*** MATERIAL SUPPLIED Section Begins ***

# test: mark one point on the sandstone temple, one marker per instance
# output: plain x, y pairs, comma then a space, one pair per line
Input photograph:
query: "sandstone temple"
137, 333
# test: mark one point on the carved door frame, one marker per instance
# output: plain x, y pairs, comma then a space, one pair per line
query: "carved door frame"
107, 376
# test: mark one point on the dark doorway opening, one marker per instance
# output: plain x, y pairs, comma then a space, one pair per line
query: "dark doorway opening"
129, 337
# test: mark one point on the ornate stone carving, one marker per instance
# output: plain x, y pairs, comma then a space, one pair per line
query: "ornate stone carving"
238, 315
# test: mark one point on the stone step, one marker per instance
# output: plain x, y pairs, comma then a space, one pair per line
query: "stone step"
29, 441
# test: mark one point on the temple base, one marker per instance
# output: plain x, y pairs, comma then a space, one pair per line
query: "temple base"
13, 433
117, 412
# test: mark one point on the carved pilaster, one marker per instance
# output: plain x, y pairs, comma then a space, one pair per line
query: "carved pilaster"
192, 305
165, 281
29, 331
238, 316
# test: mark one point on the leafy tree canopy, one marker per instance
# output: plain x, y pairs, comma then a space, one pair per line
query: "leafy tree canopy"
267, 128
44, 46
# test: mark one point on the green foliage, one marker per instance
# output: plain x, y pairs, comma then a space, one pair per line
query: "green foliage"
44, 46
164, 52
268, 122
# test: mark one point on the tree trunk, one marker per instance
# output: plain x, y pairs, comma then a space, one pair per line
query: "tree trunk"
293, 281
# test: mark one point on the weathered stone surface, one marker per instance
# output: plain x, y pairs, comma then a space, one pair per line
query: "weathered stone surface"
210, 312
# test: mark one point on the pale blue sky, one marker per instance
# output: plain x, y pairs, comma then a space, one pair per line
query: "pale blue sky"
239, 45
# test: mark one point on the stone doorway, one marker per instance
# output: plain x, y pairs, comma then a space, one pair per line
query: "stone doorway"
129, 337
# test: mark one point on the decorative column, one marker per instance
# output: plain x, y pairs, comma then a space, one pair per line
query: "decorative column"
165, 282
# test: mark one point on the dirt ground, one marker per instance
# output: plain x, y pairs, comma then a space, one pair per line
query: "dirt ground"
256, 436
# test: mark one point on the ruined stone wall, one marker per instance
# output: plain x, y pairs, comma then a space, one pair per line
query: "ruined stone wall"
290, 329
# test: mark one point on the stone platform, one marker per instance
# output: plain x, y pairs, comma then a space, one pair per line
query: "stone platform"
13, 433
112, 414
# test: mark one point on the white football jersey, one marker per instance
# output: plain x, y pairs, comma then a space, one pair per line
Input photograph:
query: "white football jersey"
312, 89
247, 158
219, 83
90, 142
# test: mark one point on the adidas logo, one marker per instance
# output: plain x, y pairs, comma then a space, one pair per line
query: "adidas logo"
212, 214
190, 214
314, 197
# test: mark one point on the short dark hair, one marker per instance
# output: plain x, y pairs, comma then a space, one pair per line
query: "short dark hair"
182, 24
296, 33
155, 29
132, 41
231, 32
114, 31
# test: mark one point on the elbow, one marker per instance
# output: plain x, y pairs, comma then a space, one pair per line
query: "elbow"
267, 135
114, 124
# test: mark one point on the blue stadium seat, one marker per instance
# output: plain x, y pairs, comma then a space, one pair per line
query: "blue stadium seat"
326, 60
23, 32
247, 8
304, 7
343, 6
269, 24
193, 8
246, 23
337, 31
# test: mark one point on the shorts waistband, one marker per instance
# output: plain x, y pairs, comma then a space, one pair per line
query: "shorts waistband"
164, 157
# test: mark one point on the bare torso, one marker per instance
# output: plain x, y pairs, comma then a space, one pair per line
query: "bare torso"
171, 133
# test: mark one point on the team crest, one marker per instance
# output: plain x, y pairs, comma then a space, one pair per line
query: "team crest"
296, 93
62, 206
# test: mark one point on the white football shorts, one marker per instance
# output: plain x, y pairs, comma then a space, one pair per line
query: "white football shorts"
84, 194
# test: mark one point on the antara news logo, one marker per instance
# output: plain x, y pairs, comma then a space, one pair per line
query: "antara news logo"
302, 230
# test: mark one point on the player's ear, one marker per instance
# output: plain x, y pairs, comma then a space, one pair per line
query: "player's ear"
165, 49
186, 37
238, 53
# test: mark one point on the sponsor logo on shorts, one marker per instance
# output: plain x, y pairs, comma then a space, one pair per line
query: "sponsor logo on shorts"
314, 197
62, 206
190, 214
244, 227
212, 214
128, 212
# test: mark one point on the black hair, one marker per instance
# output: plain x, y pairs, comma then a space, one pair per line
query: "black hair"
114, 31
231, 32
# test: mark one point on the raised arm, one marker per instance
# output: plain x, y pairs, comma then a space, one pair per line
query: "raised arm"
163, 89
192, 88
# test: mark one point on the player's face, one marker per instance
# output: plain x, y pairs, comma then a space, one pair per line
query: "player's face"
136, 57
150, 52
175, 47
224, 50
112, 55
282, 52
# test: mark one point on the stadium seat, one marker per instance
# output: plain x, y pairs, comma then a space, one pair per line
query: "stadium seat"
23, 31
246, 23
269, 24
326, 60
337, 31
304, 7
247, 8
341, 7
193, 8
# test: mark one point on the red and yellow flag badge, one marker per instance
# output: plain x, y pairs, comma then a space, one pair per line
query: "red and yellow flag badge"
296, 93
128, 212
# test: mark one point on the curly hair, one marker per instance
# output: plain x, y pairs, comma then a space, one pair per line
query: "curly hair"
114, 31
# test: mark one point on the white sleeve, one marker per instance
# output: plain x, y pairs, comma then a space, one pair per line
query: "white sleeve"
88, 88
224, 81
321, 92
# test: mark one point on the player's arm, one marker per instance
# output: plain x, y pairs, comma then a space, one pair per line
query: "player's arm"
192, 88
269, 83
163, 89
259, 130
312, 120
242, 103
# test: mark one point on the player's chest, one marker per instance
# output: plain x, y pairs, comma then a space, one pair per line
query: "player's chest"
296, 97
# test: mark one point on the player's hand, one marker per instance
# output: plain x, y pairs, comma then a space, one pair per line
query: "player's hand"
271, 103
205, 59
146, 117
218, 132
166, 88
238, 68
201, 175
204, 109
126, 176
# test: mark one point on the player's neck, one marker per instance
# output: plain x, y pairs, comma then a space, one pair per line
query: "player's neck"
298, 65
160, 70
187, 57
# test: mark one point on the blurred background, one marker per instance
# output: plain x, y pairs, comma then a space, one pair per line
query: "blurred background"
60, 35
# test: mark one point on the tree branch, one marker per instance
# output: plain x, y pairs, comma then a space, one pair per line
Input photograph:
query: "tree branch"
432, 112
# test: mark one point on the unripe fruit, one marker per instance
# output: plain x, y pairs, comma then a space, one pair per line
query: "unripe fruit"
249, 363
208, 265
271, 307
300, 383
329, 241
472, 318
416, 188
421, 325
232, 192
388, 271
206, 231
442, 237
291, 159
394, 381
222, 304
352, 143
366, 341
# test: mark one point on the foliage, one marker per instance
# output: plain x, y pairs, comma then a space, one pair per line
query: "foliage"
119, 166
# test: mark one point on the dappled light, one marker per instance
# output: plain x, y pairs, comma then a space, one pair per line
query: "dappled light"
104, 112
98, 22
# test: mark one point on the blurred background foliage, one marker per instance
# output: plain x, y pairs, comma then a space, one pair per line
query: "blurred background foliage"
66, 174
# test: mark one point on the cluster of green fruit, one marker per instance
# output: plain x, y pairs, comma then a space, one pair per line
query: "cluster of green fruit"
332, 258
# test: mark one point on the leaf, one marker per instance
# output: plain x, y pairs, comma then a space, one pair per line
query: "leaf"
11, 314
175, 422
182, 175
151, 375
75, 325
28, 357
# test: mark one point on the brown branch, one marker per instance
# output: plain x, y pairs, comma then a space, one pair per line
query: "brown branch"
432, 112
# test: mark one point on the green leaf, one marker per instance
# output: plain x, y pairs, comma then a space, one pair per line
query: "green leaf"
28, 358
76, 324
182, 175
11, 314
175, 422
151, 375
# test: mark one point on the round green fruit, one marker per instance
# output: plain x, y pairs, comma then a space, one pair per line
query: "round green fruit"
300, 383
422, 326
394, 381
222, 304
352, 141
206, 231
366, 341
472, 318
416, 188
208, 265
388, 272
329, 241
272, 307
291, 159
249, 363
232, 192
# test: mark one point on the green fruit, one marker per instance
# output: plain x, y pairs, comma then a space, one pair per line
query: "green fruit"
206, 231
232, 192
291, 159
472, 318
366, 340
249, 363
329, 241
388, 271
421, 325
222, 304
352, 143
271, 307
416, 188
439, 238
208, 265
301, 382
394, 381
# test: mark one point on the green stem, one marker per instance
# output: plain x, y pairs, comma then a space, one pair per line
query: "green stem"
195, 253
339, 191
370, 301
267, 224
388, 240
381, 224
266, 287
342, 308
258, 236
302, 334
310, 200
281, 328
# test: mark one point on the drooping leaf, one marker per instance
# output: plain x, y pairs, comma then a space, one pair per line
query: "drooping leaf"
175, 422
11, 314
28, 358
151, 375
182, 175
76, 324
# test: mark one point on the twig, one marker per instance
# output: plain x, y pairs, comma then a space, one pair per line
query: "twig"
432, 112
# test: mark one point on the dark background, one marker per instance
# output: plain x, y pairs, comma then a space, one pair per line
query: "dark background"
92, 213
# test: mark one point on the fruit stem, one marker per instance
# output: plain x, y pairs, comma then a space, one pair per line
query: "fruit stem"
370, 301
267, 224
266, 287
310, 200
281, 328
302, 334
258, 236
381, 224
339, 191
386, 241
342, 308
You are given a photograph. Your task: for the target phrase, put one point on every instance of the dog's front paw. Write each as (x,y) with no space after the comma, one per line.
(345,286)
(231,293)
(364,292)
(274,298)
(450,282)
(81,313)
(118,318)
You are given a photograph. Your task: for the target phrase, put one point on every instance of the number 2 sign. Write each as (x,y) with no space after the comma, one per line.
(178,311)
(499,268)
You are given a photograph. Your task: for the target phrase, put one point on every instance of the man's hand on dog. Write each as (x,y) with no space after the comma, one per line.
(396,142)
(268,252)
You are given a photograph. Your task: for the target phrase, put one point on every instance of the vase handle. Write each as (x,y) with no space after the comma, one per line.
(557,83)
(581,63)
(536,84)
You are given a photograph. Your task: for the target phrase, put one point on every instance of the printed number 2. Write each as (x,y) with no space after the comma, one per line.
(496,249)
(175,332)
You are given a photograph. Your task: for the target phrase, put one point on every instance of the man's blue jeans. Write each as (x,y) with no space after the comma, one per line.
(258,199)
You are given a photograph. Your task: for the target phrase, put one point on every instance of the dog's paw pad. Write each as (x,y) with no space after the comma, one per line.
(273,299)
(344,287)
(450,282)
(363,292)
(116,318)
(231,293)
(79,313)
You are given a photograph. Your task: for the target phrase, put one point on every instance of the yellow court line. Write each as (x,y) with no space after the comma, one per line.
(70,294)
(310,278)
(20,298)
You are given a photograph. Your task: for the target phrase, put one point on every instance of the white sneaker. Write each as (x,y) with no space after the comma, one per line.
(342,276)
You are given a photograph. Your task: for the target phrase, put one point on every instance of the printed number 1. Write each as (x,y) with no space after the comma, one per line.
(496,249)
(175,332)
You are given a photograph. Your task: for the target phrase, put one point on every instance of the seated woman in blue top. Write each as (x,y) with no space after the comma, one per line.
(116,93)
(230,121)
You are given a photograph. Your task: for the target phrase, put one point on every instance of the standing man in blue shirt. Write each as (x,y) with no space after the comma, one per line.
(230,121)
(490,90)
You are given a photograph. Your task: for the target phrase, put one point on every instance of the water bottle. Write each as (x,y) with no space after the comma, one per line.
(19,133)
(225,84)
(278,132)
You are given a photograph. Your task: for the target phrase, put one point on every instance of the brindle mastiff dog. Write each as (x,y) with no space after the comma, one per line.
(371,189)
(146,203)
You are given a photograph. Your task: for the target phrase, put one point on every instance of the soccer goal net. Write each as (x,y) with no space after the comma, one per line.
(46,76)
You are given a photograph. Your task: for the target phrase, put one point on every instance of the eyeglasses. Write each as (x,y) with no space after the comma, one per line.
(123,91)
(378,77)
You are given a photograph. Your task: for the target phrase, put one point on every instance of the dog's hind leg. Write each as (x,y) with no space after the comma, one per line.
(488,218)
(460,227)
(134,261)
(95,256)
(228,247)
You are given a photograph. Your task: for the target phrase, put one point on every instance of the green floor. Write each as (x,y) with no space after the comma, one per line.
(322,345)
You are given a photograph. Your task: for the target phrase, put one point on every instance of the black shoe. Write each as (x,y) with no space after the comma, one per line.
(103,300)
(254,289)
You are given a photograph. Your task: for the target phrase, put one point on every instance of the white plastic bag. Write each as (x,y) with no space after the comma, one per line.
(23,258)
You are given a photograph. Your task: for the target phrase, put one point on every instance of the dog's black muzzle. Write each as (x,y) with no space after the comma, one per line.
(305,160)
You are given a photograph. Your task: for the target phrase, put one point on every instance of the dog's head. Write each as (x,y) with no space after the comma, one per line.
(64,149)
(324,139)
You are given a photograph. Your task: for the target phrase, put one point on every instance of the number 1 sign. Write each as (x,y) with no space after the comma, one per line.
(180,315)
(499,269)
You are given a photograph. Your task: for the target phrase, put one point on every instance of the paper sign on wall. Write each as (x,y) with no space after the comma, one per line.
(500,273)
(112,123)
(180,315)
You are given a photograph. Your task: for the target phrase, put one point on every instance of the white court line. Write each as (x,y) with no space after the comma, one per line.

*** MATERIAL SUPPLIED Section Ends ***

WORK REQUIRED: All lines above from the one containing "# test: mark one point on the stone step, one" to the one containing "# test: mark one point on the temple" must be repeated exactly, both lines included, and no others.

ANSWER TO THE EXERCISE:
# test: mark one point on the stone step, one marker per instance
# output: plain x, y pairs, comma then a space, one pair per line
query: "stone step"
29, 441
# test: mark one point on the temple base, one marker per instance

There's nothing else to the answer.